■ **Source text**:

- Born: 10 August 1946 Zagreb, PR Croatia, FPR Yugoslavia
- Died: June 5, 2018 (aged 71) Rijeka, Croatia
- Occupation: novelist
- Writing career
- Period: 1982–2018

= Daša Drndić =

Croatian writer

Daša Drndić (10 August 1946 – 5 June 2018) was a Croatian writer. She studied English language and literature at the University of Belgrade.

== Life and career ==
Drndić was born in Zagreb, Yugoslavia in 1947 into a middle-class family. Her father, a former partisan, was a diplomat working in Egypt, Sudan and Sweden and her mother worked as a psychiatrist. Drndić grew up in both Croatia and Serbia, with her father eventually moving the family to Belgrade.

At University of Belgrade, Drndić studied philology. She then obtained a master's degree in theatre and communications from Southern Illinois University in the United States, which she attended with the aid of a Fulbright scholarship. She studied at Case Western Reserve University. In the early 1990s, she moved from Belgrade to Rijeka, and obtained her doctorate at the University of Rijeka, where she later taught. She worked for many years in the drama department of Radio Belgrade, writing and producing numerous radio plays during that time. She also worked in publishing. In 2017, she signed the Declaration on the Common Language of the Croats, Serbs, Bosniaks and Montenegrins.

(Items from a data source)
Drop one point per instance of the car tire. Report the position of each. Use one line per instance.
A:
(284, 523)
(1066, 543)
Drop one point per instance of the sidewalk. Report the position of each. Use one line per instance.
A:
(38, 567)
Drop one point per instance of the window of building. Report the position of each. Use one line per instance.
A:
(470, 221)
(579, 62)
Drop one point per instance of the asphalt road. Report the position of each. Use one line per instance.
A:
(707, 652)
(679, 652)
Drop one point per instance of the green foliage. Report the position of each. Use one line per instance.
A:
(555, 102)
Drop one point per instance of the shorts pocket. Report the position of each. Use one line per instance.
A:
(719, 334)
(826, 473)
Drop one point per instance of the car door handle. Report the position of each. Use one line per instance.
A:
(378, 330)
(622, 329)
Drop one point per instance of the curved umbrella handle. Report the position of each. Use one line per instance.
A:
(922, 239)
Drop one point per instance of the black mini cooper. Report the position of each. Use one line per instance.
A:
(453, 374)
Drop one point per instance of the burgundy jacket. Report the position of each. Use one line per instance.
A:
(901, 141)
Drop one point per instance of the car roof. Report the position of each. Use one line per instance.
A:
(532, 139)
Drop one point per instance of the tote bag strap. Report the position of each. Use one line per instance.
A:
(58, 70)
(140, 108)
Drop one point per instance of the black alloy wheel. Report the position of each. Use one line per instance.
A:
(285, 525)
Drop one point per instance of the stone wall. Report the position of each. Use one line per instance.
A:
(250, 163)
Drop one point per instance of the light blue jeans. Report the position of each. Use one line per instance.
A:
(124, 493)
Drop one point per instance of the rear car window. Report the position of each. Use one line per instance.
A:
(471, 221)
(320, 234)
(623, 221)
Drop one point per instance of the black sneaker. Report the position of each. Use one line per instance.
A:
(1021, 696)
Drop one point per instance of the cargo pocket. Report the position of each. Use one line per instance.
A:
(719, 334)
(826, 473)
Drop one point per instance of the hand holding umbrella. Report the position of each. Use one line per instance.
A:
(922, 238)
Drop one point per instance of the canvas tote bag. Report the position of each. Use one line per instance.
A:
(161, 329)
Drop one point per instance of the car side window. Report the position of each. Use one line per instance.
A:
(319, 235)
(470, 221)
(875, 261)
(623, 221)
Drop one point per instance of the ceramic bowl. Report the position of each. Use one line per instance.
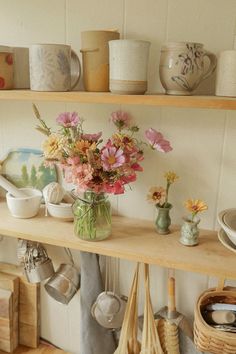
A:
(61, 211)
(25, 207)
(224, 222)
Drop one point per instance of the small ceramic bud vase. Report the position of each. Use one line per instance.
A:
(189, 232)
(163, 220)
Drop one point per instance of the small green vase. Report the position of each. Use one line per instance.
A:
(163, 220)
(189, 232)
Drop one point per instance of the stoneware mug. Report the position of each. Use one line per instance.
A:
(21, 67)
(128, 66)
(53, 67)
(6, 68)
(183, 67)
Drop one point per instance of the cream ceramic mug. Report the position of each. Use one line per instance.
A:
(183, 67)
(53, 67)
(6, 68)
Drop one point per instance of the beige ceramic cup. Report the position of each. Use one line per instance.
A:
(21, 67)
(128, 66)
(226, 74)
(53, 67)
(6, 68)
(183, 67)
(95, 59)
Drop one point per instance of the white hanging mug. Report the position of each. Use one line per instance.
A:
(53, 67)
(183, 68)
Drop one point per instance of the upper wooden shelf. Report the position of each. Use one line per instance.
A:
(160, 100)
(131, 239)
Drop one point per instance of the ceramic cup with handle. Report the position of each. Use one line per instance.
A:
(183, 67)
(53, 67)
(6, 68)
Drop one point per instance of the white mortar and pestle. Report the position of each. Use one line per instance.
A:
(23, 203)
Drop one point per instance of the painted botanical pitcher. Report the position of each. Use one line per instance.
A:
(183, 67)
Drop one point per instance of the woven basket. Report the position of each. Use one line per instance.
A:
(207, 338)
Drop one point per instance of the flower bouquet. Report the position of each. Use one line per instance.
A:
(94, 167)
(160, 197)
(189, 229)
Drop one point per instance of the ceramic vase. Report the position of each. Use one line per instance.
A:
(183, 67)
(92, 216)
(163, 220)
(189, 232)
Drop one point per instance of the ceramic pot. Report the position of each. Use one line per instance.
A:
(6, 68)
(189, 232)
(128, 66)
(163, 220)
(95, 59)
(226, 73)
(183, 67)
(53, 67)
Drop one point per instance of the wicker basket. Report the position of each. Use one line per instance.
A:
(207, 338)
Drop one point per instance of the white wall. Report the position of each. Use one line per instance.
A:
(204, 141)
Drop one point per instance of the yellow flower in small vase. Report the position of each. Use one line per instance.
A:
(189, 230)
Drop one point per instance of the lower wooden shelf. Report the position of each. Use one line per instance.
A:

■ **Tasks to complete**:
**A)** From the text about Daša Drndić, list every university it names, giving each one once.
**B)** Write out the part of the text about Daša Drndić from "At University of" up to and including "Bosniaks and Montenegrins.", replacing "Fulbright scholarship" with "Fulbright grant".
**C)** Please continue the text about Daša Drndić from the point where it stops.

■ **Answers by item**:
**A)** University of Belgrade, Southern Illinois University, Case Western Reserve University, University of Rijeka

**B)**
At University of Belgrade, Drndić studied philology. She then obtained a master's degree in theatre and communications from Southern Illinois University in the United States, which she attended with the aid of a Fulbright grant. She studied at Case Western Reserve University. In the early 1990s, she moved from Belgrade to Rijeka, and obtained her doctorate at the University of Rijeka, where she later taught. She worked for many years in the drama department of Radio Belgrade, writing and producing numerous radio plays during that time. She also worked in publishing. In 2017, she signed the Declaration on the Common Language of the Croats, Serbs, Bosniaks and Montenegrins.

**C)**
== Books ==
The author of a number of books, Drndić is best known for her award-winning novel Sonnenschein (2007), translated into English as Trieste (2012). It was nominated for the Independent Foreign Fiction Prize. An earlier novel, Leica format, was translated by Celia Hawkesworth and published by MacLehose Press in 2015. In 2017, her penultimate novel, Belladonna, was published in English by MacLehose Press and New Directions Publishing (also translated by Hawkesworth). An English translation by Hawkesworth and Susan Curtis of Drndić's earlier work Doppelgänger was published in Great Britain by Istros Books in 2018, and in the United States by New Directions in 2019. Her last book, EEG, translated into English by Celia Hawkesworth, was published by MacLehose Press in the UK and New Directions in the US in 2019. EEG won the Best Translated Book Award in 2020.

==Death==
Drndić died on 5 June 2018 in Rijeka, aged 71, after a two-year battle with cancer.

==Selected works==
- Put do subote (1982). Way to Saturday.
- Kamen s neba (1984). Stone from Heaven.
- Marija Częstohowska još uvijek roni suze ili Umiranje u Torontu (1997). Maria Częstohowska Still Shedding Tears or Dying in Toronto.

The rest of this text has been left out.